Phase 4: Parse Verdict and Iterate

Parse judge output (DO NOT read full report):

Extract from judge reply:

  • VERDICT: PASS or FAIL
  • SCORE: X.X/5.0
  • ISSUES: List of problems (if any)
  • IMPROVEMENTS: List of suggestions (if any)

Decision logic:

If score ≥4: → VERDICT: PASS → Report success with summary → Include IMPROVEMENTS as optional enhancements

If score <4: → VERDICT: FAIL → Check retry count

If retries < 2: → Dispatch retry implementation agent with judge feedback → Return to Phase 3 (judge verification)

If retries ≥ 2: → Escalate to user (see Error Handling) → Do NOT proceed without user decision

Phase 5: Retry with Feedback (If Needed)

Retry prompt template:

Retry Required

Your previous implementation did not pass judge verification.

Original Task

{Original task description}

Judge Feedback

VERDICT: FAIL SCORE: {score}/5.0 ISSUES: {list of issues from judge}

Your Previous Changes

{files modified in previous attempt}

Instructions

Let's fix the identified issues step by step.

  1. Review each issue the judge identified
  2. For each issue, determine the root cause
  3. Plan the fix for each issue
  4. Implement ALL fixes
  5. Verify your fixes address each issue
  6. Provide updated Summary section

CRITICAL: Focus on fixing the specific issues identified. Do not rewrite everything.

## WRITTEN EXERCISE
Decide whether each statement below agrees with the workflow text, answering yes or no and quoting the words of the text that settle it. 1. A score of 4 or higher produces a PASS verdict. 2. Once retries reach 2 or more, the process goes on without waiting for the user. 3. The retry prompt tells the agent to rewrite everything.

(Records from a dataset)

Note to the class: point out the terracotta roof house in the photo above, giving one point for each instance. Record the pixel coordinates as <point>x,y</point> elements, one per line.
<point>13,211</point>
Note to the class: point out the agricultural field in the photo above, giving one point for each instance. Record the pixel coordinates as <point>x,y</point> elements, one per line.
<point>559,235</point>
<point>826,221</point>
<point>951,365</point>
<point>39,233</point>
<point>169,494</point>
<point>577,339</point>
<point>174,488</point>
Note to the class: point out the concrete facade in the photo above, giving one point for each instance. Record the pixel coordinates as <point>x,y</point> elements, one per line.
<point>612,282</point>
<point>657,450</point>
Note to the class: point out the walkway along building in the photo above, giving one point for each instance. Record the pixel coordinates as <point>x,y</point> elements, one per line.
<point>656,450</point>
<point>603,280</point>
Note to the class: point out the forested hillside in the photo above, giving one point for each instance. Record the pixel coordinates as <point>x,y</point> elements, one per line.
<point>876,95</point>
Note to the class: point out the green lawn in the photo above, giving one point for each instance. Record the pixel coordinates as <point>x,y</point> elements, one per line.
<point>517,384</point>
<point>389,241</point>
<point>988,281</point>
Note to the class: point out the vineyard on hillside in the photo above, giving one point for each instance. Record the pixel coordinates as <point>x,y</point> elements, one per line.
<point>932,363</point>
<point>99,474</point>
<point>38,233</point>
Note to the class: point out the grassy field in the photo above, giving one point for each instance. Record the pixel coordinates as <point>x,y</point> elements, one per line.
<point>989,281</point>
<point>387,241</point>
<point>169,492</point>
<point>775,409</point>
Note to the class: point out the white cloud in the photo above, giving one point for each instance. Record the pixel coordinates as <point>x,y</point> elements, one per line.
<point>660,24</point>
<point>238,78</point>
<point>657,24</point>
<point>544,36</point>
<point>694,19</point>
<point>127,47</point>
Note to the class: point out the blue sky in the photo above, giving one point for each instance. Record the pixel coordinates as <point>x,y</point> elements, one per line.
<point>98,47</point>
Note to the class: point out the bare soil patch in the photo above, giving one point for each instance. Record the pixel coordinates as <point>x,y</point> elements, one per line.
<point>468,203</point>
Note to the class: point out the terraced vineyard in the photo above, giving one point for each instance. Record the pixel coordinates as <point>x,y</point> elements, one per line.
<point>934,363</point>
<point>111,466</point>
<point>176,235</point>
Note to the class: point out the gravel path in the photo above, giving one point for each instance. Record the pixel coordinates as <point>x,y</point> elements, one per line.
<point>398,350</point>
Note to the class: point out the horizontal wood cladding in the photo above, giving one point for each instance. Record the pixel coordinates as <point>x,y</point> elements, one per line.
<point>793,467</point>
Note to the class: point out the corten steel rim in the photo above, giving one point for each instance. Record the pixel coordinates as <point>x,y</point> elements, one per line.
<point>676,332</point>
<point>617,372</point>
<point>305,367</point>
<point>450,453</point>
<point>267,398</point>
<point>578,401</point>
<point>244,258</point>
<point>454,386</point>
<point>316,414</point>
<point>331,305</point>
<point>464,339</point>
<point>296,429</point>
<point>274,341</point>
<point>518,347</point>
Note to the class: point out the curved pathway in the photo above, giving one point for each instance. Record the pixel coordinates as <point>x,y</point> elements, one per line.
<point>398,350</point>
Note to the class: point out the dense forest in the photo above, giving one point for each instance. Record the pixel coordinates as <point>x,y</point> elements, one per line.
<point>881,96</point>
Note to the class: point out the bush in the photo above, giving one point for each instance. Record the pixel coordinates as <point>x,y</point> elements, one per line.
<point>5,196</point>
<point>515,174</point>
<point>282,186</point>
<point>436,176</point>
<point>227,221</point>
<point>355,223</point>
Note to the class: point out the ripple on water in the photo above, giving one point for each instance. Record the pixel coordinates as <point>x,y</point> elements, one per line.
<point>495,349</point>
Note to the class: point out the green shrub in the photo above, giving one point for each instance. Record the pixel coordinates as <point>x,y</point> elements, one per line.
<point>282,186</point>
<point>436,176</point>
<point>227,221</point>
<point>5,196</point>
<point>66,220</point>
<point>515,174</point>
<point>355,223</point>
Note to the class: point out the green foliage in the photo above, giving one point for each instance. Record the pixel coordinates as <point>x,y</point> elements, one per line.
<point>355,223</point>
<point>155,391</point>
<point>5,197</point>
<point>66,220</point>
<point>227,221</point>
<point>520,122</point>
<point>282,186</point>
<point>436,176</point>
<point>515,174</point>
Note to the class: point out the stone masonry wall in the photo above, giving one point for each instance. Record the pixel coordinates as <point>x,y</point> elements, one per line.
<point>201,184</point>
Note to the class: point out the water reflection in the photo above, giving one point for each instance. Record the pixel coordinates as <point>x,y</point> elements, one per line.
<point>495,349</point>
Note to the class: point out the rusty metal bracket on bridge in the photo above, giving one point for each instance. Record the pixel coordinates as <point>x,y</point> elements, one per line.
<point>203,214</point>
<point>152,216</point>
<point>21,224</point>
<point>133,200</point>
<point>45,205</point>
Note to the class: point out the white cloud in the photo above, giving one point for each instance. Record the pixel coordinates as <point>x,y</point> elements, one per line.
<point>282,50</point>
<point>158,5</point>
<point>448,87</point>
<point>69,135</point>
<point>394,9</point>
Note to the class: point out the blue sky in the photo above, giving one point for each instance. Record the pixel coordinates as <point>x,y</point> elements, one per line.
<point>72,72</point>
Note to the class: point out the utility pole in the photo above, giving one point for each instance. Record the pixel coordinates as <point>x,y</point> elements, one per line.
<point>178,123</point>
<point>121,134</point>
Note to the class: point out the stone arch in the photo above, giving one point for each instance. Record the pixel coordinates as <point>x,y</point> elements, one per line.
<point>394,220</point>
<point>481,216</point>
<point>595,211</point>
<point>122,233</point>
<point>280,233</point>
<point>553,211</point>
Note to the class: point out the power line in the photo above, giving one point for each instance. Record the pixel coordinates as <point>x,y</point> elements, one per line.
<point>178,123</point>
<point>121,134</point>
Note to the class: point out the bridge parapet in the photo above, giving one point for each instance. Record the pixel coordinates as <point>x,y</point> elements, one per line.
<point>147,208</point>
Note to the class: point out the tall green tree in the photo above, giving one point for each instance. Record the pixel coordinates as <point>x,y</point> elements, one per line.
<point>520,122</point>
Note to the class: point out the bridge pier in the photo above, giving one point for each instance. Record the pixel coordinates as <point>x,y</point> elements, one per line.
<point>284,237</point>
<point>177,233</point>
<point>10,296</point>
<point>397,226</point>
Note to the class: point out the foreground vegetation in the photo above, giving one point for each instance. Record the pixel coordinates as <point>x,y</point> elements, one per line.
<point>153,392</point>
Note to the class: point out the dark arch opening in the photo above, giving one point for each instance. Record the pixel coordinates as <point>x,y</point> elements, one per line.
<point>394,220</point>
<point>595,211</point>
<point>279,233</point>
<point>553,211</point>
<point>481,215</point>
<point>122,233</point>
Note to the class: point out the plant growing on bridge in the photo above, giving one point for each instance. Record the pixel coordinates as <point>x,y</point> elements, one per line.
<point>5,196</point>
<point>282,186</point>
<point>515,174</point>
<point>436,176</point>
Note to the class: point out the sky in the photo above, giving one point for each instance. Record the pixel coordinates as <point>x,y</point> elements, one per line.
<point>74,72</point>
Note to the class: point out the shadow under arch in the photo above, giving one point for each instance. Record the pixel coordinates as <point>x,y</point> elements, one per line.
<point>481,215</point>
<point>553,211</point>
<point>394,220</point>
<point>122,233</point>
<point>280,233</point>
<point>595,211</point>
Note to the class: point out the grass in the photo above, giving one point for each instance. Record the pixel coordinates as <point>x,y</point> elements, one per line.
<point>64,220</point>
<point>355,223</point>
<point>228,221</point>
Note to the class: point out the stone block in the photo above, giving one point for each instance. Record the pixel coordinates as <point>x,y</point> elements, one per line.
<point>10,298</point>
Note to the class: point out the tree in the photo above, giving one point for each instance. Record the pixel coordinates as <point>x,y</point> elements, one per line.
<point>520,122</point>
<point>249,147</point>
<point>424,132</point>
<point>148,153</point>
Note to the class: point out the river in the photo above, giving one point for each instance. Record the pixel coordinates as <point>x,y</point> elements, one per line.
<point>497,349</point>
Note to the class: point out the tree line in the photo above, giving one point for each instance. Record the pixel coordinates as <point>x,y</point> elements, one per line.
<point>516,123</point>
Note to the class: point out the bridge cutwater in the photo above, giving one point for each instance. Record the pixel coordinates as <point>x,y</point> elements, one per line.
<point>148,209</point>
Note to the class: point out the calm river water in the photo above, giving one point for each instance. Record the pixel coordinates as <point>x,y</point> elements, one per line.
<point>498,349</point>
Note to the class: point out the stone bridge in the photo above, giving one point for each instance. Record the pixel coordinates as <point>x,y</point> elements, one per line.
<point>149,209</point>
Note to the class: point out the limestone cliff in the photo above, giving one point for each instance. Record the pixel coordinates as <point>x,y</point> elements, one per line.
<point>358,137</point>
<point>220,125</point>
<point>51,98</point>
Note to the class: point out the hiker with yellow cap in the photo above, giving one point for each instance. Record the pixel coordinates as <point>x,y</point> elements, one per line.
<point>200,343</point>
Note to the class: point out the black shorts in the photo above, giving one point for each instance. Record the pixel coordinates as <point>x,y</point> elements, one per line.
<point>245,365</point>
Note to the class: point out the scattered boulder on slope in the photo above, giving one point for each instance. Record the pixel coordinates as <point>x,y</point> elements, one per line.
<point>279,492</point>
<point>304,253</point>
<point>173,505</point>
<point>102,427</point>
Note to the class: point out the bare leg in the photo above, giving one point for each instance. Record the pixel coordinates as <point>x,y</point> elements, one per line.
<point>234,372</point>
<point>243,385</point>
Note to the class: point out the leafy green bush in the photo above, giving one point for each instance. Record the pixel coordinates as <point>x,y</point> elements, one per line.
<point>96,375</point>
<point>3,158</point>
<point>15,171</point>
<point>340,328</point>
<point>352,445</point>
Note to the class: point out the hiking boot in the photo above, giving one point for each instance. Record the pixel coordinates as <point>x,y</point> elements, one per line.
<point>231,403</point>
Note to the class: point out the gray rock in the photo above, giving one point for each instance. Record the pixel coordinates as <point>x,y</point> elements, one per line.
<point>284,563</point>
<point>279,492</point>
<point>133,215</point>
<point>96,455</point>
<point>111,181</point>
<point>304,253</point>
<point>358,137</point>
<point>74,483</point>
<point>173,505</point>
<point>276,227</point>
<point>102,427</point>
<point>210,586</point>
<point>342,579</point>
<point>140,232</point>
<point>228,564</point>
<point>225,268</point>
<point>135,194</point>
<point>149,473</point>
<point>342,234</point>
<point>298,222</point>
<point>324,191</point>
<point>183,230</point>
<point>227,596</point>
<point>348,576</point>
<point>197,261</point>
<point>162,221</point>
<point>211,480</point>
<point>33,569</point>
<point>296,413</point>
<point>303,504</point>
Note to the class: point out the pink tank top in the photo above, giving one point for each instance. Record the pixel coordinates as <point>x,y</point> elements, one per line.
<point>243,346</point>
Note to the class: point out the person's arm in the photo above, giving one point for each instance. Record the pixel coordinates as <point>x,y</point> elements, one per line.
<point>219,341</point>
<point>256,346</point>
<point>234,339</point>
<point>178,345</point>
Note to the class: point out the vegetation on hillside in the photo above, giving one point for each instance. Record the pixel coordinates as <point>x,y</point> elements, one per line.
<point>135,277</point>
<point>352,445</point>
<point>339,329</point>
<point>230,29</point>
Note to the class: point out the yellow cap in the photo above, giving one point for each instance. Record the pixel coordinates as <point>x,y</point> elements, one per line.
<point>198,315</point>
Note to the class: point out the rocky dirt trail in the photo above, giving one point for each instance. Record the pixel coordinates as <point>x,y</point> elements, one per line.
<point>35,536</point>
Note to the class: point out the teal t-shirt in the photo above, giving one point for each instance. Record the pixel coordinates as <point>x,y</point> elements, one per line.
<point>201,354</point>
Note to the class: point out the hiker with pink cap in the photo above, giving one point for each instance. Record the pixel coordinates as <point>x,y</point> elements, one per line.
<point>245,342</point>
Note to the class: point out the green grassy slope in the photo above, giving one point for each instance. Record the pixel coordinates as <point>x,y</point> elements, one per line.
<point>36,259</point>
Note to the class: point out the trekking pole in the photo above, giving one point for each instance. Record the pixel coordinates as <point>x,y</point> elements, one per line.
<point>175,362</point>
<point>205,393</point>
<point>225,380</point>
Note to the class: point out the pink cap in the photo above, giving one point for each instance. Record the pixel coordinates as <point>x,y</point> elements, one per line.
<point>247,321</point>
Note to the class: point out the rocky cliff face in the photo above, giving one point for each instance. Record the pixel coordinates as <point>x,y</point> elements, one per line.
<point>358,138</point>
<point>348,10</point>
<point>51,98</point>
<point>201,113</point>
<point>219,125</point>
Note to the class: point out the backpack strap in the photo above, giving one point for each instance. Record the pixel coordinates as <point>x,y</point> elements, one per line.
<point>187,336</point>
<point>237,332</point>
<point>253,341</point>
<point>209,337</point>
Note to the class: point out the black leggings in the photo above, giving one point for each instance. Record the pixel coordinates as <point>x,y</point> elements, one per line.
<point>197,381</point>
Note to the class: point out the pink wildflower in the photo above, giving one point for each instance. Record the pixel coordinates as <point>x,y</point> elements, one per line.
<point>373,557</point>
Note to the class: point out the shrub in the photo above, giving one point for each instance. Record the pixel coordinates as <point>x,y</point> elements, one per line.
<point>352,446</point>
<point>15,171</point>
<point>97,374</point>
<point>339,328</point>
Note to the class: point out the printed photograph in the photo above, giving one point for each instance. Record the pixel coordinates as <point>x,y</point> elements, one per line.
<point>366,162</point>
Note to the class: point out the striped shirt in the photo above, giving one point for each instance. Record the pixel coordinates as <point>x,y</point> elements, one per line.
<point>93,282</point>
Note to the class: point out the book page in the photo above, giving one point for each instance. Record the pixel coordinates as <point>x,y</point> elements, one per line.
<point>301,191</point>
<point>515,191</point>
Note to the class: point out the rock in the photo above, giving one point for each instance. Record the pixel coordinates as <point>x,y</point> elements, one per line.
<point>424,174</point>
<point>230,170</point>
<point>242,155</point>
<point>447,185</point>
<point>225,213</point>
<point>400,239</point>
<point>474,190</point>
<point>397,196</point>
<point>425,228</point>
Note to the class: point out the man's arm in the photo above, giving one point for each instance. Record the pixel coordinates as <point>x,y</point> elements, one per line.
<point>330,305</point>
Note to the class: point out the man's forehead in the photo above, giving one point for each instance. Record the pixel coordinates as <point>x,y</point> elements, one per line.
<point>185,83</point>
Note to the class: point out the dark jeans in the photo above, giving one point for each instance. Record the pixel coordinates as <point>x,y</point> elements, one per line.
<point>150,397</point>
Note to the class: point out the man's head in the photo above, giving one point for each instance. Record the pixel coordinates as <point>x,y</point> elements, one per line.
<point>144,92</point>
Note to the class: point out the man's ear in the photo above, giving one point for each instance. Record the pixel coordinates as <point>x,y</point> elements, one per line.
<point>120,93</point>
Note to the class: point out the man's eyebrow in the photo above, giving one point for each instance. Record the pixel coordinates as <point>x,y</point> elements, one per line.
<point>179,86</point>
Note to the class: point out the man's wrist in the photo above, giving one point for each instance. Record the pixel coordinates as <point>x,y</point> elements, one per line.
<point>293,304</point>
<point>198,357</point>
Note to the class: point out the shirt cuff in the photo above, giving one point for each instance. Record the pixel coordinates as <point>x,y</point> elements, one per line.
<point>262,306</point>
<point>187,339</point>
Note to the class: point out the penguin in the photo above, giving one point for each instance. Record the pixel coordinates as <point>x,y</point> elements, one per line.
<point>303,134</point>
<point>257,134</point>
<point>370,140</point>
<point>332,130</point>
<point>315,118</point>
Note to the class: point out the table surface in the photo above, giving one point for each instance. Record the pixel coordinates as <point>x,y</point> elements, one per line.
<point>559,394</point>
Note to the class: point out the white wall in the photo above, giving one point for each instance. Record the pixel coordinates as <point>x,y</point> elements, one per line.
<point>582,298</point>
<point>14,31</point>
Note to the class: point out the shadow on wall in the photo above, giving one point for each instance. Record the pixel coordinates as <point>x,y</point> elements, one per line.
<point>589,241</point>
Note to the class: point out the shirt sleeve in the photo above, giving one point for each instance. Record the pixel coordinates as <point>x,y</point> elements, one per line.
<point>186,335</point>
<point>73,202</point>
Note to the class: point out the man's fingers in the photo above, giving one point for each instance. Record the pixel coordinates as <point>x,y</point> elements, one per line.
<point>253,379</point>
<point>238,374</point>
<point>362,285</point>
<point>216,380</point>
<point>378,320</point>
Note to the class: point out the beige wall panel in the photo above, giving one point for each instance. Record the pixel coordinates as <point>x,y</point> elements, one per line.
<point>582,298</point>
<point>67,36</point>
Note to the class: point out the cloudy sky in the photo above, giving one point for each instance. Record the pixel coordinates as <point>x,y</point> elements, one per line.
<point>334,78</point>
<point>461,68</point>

## FINISHED EXERCISE
1. Yes: "If score ≥4: → VERDICT: PASS"
2. No: "Do NOT proceed without user decision"
3. No: "Do not rewrite everything."